SOURCE TEXT ::
--- --- ---
Scientific classification
- Kingdom: Plantae
- Clade: Tracheophytes
- Clade: Angiosperms
- Clade: Eudicots
- Order: Trochodendrales
- Family: Trochodendraceae
- Genus: Tetracentron
- Species: T. sinense
- Binomial name: Tetracentron sinense Oliv.

= Tetracentron sinense =

- Genus: Tetracentron
- Species: sinense
- Authority: Oliv.
- Conservation status: CITES_A3

Species of tree

Tetracentron sinense is a flowering plant native to Asia and the sole living species in the genus Tetracentron. It was formerly considered the sole species in the family Tetracentraceae, though Tetracentron is now included in the family Trochodendraceae together with the genus Trochodendron.

==Range and habitat==
It is native to southern China, northern Vietnam and the eastern Himalaya (eastern Nepal, Bhutan, Northeast India, and northern Myanmar), where it grows at altitudes of 1100–3500 m along streams and forest margins in broad-leaved evergreen and mixed evergreen-deciduous forests.

==Morphology==
It is a tree growing to 20–40 m tall. The leaves are deciduous (the Flora of China reporting it as evergreen is an error), borne singly at the apex of short spur shoots, each leaf dark green, broad heart-shaped, 5–13 cm long and 4–10 cm broad, with a rugose surface and a serrated margin. The spur shoots bear one leaf each year, slowly lengthening with each subsequent year.
--- --- ---
DATA ::
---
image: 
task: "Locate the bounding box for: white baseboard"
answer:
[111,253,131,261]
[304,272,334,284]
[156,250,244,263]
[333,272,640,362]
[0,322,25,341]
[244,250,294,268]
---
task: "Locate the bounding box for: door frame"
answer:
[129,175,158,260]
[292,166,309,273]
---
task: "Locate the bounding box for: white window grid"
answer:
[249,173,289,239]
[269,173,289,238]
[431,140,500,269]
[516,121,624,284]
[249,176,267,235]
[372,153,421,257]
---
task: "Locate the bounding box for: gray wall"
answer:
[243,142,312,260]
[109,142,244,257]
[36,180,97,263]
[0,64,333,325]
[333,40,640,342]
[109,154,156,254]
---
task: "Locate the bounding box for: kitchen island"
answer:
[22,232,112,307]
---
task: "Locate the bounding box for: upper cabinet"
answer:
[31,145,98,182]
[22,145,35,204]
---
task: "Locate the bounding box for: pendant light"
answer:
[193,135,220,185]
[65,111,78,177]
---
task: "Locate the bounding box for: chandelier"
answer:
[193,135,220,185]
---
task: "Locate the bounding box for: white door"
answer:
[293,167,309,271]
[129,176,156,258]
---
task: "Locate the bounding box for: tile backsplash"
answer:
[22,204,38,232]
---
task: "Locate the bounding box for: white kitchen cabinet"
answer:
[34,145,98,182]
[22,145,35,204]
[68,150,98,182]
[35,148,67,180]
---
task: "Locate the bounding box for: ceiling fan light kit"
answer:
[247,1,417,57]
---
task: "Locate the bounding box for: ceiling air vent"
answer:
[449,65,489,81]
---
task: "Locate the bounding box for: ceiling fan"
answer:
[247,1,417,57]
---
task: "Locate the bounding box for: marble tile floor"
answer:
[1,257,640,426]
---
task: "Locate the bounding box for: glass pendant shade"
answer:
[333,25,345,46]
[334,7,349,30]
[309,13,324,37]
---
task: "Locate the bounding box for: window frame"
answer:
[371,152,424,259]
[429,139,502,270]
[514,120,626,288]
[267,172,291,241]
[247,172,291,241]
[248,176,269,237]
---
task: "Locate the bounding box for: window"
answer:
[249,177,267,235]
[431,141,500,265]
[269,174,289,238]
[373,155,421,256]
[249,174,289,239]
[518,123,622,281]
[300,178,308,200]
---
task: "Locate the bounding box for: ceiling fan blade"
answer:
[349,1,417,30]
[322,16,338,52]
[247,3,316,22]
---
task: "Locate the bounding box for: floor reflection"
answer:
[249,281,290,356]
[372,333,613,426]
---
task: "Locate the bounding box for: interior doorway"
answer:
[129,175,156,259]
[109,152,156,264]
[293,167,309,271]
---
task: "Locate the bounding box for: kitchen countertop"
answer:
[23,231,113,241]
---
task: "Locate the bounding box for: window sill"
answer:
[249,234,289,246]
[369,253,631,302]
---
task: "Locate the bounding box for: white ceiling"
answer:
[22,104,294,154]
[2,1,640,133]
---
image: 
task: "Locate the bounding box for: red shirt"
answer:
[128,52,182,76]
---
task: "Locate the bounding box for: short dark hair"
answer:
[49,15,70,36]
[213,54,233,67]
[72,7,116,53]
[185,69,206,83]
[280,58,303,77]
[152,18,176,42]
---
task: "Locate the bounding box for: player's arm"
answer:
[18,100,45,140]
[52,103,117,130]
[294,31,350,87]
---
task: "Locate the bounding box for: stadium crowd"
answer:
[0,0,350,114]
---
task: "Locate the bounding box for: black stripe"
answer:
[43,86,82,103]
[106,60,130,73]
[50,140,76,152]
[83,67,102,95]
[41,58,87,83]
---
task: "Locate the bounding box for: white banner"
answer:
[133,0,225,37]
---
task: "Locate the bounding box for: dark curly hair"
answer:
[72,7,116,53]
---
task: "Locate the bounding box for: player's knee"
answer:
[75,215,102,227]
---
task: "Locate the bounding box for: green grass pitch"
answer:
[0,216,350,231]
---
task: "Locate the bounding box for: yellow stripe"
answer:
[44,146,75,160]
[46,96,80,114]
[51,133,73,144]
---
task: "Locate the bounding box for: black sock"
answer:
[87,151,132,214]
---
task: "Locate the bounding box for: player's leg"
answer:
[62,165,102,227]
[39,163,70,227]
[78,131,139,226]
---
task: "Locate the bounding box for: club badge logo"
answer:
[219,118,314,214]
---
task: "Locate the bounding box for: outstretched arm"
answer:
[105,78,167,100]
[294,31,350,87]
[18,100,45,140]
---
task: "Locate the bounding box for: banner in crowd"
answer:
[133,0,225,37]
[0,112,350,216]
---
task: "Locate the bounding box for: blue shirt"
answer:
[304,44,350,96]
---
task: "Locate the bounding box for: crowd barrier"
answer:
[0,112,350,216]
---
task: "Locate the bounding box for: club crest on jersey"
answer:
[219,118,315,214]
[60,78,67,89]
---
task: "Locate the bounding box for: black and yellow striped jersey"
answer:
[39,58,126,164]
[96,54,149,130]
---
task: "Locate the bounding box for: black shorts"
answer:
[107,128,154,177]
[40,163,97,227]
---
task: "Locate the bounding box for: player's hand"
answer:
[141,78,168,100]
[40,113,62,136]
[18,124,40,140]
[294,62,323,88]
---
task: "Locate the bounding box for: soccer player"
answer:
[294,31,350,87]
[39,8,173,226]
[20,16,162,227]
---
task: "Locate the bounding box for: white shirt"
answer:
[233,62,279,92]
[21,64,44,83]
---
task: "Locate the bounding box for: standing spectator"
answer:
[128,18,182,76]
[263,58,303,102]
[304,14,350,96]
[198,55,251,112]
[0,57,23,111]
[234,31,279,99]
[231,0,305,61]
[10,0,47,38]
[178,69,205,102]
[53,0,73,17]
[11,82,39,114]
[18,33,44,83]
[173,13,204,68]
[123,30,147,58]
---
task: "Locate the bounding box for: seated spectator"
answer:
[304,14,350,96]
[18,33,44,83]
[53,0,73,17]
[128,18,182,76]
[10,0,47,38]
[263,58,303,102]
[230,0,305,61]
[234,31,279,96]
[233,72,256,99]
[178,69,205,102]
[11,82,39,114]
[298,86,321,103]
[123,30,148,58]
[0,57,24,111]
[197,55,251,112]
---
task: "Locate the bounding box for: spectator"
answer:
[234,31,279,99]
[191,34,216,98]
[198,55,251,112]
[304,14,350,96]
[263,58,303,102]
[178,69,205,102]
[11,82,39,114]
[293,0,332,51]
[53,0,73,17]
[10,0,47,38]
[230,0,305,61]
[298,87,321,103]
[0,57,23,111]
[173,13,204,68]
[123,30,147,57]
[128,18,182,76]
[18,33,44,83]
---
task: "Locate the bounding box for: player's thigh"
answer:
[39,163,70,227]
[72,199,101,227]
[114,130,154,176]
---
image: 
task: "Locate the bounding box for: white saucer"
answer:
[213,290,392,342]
--- --- ---
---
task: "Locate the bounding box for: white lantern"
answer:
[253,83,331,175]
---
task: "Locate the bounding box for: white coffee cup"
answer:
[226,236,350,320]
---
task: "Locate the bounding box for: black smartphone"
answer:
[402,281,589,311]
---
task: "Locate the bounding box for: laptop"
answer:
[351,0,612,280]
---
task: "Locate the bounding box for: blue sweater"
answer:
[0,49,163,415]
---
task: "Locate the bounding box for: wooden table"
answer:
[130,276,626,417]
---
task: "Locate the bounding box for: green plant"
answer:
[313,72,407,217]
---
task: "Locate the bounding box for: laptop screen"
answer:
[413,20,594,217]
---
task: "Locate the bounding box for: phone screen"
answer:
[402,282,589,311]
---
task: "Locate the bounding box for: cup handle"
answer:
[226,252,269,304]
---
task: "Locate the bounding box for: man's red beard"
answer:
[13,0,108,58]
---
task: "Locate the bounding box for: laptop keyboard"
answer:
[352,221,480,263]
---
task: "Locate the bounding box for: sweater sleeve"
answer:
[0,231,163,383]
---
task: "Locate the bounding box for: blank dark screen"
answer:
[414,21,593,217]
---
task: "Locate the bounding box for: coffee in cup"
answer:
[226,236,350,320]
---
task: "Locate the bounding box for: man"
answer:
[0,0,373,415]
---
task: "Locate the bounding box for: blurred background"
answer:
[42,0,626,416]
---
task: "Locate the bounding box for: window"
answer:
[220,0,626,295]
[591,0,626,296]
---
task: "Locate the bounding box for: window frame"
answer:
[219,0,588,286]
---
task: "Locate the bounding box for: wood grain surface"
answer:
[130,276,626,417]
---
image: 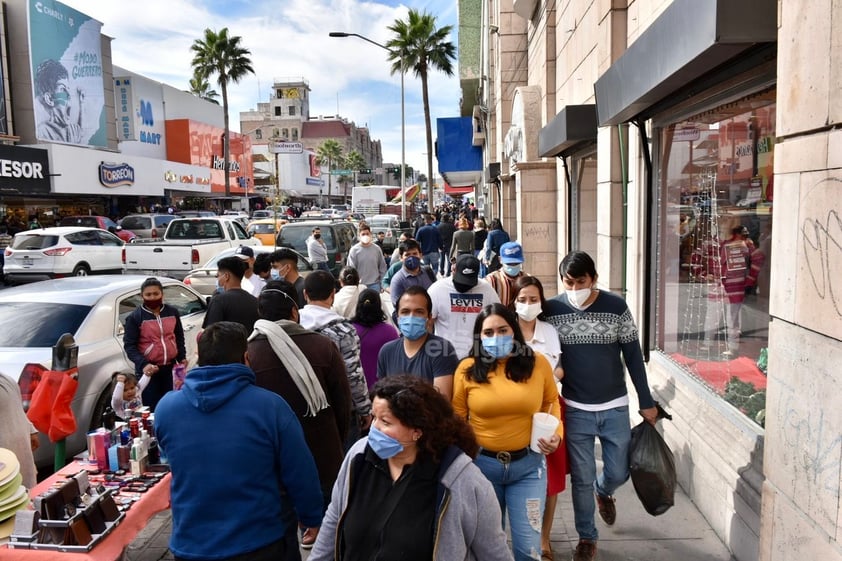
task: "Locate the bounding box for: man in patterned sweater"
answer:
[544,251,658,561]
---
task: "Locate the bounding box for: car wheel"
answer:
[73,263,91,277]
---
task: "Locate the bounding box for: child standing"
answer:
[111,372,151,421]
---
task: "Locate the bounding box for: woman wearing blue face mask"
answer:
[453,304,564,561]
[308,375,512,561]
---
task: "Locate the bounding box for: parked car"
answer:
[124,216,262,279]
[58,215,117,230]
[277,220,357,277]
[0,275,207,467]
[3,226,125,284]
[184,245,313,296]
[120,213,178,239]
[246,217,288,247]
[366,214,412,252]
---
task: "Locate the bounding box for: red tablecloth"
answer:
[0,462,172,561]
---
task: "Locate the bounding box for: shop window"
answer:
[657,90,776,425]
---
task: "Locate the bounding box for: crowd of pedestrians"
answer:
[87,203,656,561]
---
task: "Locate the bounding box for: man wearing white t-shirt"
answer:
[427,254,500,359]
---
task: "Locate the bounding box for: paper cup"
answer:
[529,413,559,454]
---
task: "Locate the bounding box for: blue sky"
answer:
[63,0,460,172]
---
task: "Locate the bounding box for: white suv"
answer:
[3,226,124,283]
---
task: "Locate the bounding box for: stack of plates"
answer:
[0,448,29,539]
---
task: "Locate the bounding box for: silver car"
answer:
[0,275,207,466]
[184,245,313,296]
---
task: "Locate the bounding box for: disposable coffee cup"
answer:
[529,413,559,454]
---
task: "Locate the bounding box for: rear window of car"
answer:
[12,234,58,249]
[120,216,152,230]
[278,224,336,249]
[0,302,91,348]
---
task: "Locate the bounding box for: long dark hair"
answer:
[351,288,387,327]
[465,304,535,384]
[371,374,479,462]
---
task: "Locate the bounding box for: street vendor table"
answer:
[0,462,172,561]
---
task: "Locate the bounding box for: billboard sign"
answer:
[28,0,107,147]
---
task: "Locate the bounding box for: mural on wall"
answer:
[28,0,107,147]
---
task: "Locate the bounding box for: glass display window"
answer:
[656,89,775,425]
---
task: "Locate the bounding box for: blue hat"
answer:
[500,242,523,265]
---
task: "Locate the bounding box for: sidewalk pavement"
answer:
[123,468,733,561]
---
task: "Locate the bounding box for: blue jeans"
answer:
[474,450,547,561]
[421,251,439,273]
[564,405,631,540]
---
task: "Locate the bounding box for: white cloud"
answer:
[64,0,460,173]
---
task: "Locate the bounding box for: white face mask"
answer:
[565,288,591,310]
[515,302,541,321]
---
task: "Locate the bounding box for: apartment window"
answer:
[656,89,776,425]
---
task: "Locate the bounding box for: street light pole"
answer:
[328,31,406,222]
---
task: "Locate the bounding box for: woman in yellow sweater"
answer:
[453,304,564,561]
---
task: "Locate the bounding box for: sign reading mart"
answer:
--- --- ---
APPLY WHAT YOU READ ::
a – Reproduce the passage of the Tetracentron sinense text that begins with the words containing "Scientific classification" and ends with "Tetracentron sinense Oliv.".
b – Carry on the text about Tetracentron sinense, starting after its last sentence.

ANSWERS BY ITEM ::
a –
Scientific classification
- Kingdom: Plantae
- Clade: Tracheophytes
- Clade: Angiosperms
- Clade: Eudicots
- Order: Trochodendrales
- Family: Trochodendraceae
- Genus: Tetracentron
- Species: T. sinense
- Binomial name: Tetracentron sinense Oliv.

b –
The flowers are inconspicuous, yellowish green, without petals, produced on slender catkins 10–15 cm long; each flower is 1–2 mm diameter. The fruit is a follicle 2–5 mm diameter, containing 4–6 seeds.

Tetracentron and Trochodendron were described to share the very unusual feature of lacking vessel elements in the wood, something not typical in angiosperms. This has long been considered a very primitive character, resulting in the classification of these two genera in a basal position in the angiosperms; however, molecular phylogenetics research by the Angiosperm Phylogeny Group and others, has shown that these two genera are not basal angiosperms, but related basal eudicots. This suggested that the absence of vessel elements in this group is a secondarily evolved character, not a primitive one. However, a study in 2020 reported that T. sinense has vessel elements and it also has the key genes that regulate vessel formation.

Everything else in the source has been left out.